══ Exercise materials

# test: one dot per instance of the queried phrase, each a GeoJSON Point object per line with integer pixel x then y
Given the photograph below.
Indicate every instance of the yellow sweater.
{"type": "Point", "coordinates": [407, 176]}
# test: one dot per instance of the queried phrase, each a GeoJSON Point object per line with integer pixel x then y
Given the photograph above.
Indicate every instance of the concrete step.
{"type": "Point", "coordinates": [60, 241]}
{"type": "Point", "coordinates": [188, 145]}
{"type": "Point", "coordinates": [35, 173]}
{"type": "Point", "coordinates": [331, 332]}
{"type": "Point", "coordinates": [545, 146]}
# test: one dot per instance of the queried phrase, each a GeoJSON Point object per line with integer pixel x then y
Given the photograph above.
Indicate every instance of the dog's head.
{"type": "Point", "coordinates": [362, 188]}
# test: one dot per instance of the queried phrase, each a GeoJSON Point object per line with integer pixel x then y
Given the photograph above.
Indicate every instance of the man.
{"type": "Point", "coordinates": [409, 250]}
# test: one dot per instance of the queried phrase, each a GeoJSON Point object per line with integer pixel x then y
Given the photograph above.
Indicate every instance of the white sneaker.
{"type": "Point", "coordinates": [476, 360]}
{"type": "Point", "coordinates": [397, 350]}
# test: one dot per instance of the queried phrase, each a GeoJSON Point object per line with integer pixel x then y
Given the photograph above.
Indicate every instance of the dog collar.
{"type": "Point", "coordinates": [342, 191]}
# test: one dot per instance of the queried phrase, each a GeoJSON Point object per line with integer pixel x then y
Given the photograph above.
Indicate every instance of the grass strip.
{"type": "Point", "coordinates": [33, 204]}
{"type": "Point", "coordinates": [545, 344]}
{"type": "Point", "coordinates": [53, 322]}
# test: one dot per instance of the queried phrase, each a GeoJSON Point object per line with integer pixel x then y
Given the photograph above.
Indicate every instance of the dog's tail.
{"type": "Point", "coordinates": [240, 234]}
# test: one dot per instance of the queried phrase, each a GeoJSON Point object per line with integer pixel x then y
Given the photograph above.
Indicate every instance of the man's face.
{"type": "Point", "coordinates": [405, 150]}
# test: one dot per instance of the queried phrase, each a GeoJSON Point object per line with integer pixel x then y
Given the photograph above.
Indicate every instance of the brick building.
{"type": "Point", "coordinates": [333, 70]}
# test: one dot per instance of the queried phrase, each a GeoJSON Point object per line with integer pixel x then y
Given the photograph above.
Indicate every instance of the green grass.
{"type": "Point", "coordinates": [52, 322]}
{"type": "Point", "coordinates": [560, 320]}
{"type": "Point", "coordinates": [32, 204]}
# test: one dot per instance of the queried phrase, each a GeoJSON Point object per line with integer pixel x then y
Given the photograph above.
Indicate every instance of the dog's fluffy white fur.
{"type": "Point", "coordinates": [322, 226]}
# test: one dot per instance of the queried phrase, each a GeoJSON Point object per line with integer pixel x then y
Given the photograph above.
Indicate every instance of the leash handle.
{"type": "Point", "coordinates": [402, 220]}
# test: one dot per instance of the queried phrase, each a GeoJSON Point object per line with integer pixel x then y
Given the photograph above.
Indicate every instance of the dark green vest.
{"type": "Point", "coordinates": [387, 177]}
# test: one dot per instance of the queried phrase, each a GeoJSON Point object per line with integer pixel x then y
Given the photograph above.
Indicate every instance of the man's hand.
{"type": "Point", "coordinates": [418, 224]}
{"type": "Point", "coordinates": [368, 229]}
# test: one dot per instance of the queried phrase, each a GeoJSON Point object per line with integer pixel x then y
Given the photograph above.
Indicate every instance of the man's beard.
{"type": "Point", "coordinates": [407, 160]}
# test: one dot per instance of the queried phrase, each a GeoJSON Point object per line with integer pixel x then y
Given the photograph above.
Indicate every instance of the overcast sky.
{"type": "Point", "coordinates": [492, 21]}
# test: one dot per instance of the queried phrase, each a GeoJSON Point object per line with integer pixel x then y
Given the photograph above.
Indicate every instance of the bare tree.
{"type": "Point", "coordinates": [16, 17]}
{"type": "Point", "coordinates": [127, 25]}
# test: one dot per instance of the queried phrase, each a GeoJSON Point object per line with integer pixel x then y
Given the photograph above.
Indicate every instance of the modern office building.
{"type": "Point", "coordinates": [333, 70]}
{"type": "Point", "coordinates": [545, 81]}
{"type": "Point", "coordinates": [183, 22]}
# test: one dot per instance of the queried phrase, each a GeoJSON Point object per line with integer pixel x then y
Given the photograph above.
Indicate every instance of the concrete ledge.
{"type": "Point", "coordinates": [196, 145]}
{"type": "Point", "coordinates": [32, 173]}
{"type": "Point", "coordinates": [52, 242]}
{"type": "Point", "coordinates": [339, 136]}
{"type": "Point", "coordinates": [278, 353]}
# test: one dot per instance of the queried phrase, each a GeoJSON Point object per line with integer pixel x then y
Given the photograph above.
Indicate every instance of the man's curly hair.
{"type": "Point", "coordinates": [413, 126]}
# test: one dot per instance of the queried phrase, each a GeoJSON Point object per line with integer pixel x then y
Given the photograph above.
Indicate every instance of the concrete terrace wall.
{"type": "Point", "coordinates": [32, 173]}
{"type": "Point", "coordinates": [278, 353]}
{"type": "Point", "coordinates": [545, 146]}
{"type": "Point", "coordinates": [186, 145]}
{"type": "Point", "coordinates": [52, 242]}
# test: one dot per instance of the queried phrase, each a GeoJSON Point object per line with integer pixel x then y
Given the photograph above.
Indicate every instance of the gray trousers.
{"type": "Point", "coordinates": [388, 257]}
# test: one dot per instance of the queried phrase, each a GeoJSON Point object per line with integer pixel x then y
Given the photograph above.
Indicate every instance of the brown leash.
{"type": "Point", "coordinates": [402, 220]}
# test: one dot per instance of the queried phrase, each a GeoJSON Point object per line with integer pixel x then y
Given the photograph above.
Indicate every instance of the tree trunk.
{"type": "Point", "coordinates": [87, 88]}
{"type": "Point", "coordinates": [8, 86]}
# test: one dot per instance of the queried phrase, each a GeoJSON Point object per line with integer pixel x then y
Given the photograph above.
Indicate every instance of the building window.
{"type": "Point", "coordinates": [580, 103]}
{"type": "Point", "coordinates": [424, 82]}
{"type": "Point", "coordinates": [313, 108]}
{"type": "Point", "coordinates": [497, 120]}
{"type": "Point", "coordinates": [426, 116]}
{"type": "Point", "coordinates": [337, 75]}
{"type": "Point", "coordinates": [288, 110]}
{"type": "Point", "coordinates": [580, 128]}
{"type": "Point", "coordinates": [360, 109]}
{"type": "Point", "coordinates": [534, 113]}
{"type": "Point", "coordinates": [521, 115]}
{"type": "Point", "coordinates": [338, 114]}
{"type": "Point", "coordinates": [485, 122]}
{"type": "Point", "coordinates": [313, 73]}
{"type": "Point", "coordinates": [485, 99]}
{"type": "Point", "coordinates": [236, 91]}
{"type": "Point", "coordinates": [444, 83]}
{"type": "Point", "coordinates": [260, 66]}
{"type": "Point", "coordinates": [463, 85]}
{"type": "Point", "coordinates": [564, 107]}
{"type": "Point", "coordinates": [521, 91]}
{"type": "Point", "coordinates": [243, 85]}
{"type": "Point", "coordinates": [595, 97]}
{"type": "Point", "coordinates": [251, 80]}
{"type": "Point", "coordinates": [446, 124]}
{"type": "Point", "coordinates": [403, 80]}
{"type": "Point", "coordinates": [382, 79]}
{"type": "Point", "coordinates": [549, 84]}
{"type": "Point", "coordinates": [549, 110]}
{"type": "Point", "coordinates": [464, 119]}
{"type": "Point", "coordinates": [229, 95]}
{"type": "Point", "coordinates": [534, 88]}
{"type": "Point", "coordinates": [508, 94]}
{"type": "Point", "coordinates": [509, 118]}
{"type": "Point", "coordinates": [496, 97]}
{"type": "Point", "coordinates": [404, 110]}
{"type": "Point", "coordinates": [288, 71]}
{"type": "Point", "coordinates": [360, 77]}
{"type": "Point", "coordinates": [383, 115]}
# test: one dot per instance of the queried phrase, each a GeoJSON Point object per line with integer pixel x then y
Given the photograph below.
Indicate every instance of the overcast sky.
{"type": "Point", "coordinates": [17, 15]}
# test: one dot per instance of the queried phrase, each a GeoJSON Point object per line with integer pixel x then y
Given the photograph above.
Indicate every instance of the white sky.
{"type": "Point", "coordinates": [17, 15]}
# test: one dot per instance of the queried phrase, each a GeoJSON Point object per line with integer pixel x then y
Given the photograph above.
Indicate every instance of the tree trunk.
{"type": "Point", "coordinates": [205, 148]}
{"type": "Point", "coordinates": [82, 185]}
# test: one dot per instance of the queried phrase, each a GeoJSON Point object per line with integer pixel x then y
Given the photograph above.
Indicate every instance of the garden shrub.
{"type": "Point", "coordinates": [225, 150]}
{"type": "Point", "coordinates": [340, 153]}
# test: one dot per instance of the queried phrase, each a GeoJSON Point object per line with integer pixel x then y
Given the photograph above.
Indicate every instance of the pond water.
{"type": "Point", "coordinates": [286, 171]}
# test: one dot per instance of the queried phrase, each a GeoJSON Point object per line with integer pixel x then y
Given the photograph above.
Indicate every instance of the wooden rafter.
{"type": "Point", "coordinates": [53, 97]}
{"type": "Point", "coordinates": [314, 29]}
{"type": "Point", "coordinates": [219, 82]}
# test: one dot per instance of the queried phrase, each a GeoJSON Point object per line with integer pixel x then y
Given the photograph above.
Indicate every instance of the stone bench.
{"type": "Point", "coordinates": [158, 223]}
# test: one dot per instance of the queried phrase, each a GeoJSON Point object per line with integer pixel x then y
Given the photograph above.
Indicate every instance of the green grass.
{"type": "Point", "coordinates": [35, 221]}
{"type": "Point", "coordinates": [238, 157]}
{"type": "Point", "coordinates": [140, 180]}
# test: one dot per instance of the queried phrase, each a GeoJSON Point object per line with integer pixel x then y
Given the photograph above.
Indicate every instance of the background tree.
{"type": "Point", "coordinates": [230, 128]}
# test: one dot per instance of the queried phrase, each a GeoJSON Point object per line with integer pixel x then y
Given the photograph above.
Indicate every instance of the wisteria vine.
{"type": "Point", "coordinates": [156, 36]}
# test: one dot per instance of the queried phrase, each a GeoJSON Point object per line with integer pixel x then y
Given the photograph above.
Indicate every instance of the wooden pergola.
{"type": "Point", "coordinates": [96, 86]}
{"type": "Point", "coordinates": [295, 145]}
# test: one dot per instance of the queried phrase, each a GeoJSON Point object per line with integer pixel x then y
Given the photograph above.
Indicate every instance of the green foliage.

════

* What the task asks: Beginning at the line that holds "Indicate every instance of the stone bench.", reproduce each line of the records above down to and including the last one.

* Result of this task:
Indicate every instance of the stone bench.
{"type": "Point", "coordinates": [158, 223]}
# test: one dot per instance of the queried phrase, each a GeoJSON Point object per line with integer pixel x then y
Given the photograph above.
Indicate every instance of the green grass.
{"type": "Point", "coordinates": [35, 221]}
{"type": "Point", "coordinates": [238, 157]}
{"type": "Point", "coordinates": [140, 180]}
# test: one dot per instance of the queried phrase, each a GeoJSON Point object per line with integer pixel x then y
Given the photograph above.
Indicate every instance of the background tree.
{"type": "Point", "coordinates": [230, 128]}
# test: one dot per instance of the queried phrase, each a GeoJSON Point object per line with integer pixel x then y
Given the photograph above.
Indicate every instance of the wisteria vine.
{"type": "Point", "coordinates": [156, 36]}
# test: one dot per instance of the queried phrase, each a GeoJSON Point object per line with integer pixel x then y
Given the photograph above.
Indicate every instance of the wooden pergola.
{"type": "Point", "coordinates": [96, 86]}
{"type": "Point", "coordinates": [295, 145]}
# test: one dot per instance of the queried phrase, each a GeoJSON Point object per line with integer pixel x then y
Given the photograph above.
Indicate every instance of the green foliage.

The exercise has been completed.